Return-Free Risk vs. the Economic Truth
With the final March tally now in the books, the S&P 500 was up 3.51%, the 10-year US Treasury note gained 3.37%, commodities were modestly lower by less than a percent, and the US dollar index suffered a pronounced 2.52% drop. Gold and silver shone bright with 8.14% and 14.64% gains, respectively. In fact, gold finished the month of March just a few dollars shy of its highest monthly close on record. While March saw both the S&P 500 and gold move higher together, HAI expects that, beyond short-term noise, the sustainable uptrend is in gold; the yellow metal, not stocks, is telling the economic truth.
Last week, HAI observed that recent interventions from policy makers in response to the bank crisis “could inspire a short-term risk-on bounce. The S&P 500 certainly could trade back to well over 4,000.” With this week’s S&P 500 rally to over 4,100, we’re indeed getting that risk-on bounce. In fact, in a rare occurrence, all but one lonely stock market sub-industry out of the 105 tracked on the MWM dashboard finished the week higher. Watching the price action, the stock market appears as tempting as a beautiful and calm ocean on a hot summer day. Before excitedly throwing on the swim trunks, though, consider the accompanying warning from last week: “if such a bounce develops, it will likely be short lived and quickly followed by a vicious sell-off.” Make no mistake, while the bounce may continue for a time, beneath the surface these waters are treacherous, shark infested, and sport a potentially lethal rip current. Caution is warranted.
To be clear, stock market strength is not about a strong fundamental outlook or compelling value. It’s about expectations for the next stimulative round of Fed-administered easy policy sugar. Still, with inflation still running hot, and the Fed not even in the area code of a credible declaration of victory over inflation, market hopes for the imminent sugar rush it craves may be set for disappointment. As former Treasury Secretary Larry Summers said this week, “We are still a substantially unsustainable-inflation country.”

▶ **INFORMATION GIVEN**

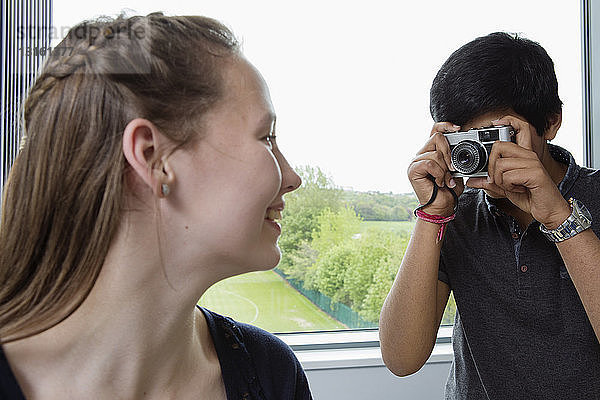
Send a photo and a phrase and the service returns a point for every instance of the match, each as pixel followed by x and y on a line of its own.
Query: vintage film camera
pixel 470 150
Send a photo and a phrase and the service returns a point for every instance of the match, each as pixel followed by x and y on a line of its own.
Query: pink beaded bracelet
pixel 435 219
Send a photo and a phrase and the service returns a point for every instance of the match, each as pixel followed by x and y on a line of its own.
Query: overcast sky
pixel 350 80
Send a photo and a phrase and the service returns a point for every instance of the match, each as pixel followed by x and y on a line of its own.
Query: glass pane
pixel 350 83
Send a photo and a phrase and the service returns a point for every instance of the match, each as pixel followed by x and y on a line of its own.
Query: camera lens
pixel 469 157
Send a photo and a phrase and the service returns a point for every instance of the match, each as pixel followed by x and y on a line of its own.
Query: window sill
pixel 353 349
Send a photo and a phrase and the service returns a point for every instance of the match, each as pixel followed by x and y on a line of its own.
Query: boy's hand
pixel 516 172
pixel 434 159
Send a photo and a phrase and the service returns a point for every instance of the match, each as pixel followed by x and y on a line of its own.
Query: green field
pixel 266 300
pixel 402 227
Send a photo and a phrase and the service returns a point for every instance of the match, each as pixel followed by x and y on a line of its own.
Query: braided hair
pixel 65 191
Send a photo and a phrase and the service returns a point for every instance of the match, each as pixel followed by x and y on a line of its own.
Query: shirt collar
pixel 559 154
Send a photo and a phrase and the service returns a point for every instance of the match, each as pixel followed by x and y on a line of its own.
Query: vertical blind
pixel 26 29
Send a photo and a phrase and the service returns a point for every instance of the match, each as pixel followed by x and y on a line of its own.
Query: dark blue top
pixel 521 331
pixel 255 364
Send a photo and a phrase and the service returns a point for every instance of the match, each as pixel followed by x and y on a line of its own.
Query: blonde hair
pixel 64 197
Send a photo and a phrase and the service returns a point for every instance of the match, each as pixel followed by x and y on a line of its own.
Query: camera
pixel 470 150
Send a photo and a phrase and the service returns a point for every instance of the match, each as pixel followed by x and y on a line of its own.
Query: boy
pixel 522 255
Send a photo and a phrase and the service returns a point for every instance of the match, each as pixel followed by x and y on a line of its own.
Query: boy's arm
pixel 581 255
pixel 517 170
pixel 413 309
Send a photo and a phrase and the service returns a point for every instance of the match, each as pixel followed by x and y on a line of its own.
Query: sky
pixel 350 80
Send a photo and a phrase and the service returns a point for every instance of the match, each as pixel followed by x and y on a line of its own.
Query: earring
pixel 164 188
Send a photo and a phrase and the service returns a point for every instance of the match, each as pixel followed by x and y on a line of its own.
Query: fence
pixel 339 311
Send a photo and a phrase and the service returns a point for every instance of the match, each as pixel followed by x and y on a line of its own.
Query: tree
pixel 317 194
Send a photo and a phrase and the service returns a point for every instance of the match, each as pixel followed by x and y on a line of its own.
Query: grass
pixel 266 300
pixel 402 227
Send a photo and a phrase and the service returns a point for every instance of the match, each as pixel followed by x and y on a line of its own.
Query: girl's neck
pixel 135 335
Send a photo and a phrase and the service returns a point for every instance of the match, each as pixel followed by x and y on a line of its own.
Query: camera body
pixel 470 150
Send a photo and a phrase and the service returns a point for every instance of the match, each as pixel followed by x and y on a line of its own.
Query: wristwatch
pixel 579 220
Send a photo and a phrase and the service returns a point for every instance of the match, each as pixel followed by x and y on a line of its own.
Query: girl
pixel 148 171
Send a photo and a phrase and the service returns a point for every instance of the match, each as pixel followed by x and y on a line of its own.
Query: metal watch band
pixel 579 220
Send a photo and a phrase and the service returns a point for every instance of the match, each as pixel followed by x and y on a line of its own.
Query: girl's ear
pixel 554 124
pixel 142 142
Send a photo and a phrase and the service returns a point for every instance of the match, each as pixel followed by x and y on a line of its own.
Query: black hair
pixel 496 72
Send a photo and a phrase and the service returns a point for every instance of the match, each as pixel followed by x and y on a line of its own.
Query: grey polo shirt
pixel 521 331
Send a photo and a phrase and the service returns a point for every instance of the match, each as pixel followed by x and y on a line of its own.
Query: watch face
pixel 582 210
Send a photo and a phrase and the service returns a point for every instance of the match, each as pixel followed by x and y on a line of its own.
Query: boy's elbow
pixel 401 366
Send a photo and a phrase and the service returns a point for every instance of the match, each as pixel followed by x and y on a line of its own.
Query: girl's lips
pixel 273 214
pixel 275 225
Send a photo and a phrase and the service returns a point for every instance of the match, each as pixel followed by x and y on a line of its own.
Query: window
pixel 350 84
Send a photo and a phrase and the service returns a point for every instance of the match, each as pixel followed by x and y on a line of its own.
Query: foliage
pixel 375 206
pixel 303 206
pixel 326 246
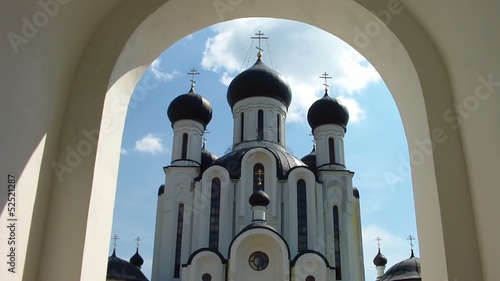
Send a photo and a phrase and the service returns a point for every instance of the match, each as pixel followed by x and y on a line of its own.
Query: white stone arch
pixel 312 263
pixel 258 239
pixel 204 261
pixel 268 160
pixel 226 206
pixel 413 72
pixel 312 226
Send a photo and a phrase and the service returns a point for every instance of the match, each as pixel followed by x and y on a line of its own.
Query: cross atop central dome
pixel 259 81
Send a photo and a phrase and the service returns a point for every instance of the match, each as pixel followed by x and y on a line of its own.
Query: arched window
pixel 278 128
pixel 213 238
pixel 331 150
pixel 258 177
pixel 178 241
pixel 184 146
pixel 336 243
pixel 260 125
pixel 242 126
pixel 302 215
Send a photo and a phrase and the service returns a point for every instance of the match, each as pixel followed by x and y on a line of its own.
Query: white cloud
pixel 299 52
pixel 149 144
pixel 159 74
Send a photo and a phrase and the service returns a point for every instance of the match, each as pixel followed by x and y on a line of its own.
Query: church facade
pixel 257 212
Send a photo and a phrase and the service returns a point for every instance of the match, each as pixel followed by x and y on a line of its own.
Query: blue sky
pixel 375 144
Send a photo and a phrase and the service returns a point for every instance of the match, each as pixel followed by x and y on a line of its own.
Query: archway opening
pixel 381 164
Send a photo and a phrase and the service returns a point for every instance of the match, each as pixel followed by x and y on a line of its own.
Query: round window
pixel 258 261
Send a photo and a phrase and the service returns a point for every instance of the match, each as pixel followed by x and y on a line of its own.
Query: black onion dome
pixel 310 159
pixel 355 193
pixel 161 189
pixel 407 270
pixel 379 260
pixel 119 269
pixel 259 81
pixel 136 259
pixel 327 110
pixel 259 198
pixel 190 106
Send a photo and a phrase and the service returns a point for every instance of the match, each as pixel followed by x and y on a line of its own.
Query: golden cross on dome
pixel 325 76
pixel 138 241
pixel 204 137
pixel 193 72
pixel 259 174
pixel 114 242
pixel 259 37
pixel 411 238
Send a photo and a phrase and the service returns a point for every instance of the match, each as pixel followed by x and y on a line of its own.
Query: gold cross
pixel 325 76
pixel 193 72
pixel 259 37
pixel 411 238
pixel 137 240
pixel 114 242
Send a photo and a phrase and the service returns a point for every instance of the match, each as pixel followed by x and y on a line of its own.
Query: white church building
pixel 257 212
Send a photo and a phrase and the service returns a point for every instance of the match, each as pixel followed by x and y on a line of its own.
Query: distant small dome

▶ **TASK TO COMPLETE**
Extend the market commentary on gold, stocks, and the Fed, picking up after its final sentence. The items have no connection to the market commentary.

▶ **WRITTEN RESPONSE**
That substantially unsustainable inflation can be remedied in either of two ways: the banking sector can greatly reduce credit in response to bank sector stress or the Fed can continue to tighten policy. As the Secretary put it, we don’t yet know whether the dynamics of stress in the banking system will manifest in a “non-linear” deflationary fashion in which “constriction of credit leads to declining asset prices, [which] leads to non-performance of loans, [which] leads [circularly back to] more credit constriction.”
If such a credit crunch develops, hunker down. In HAI’s opinion, that scenario leads to a sure-fire doozy of a recessionary hard landing for stocks and the economy. To Summers’ point, while we don’t yet know whether a bank-led disinflationary credit crunch is a certainty, the chances of such an outcome are high. After all, as HAI has mentioned previously, the percentage of banks tightening lending standards had already reached recessionary levels before the recent bank stress and run on deposits erupted. Importantly, lower deposits translate directly to tighter lending, and so far that’s what we’re seeing. According to Bloomberg on Friday, the latest available weekly data reveals that “deposits fell sharply and lending declined by the most in nearly two years.”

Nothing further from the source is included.